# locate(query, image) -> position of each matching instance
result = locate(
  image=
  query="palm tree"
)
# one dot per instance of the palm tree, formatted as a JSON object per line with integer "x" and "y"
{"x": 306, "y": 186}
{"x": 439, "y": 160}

• [Work request]: Copy out every line of the data that includes "locate".

• [Response area]:
# locate(query, image) -> position of each matching instance
result = locate(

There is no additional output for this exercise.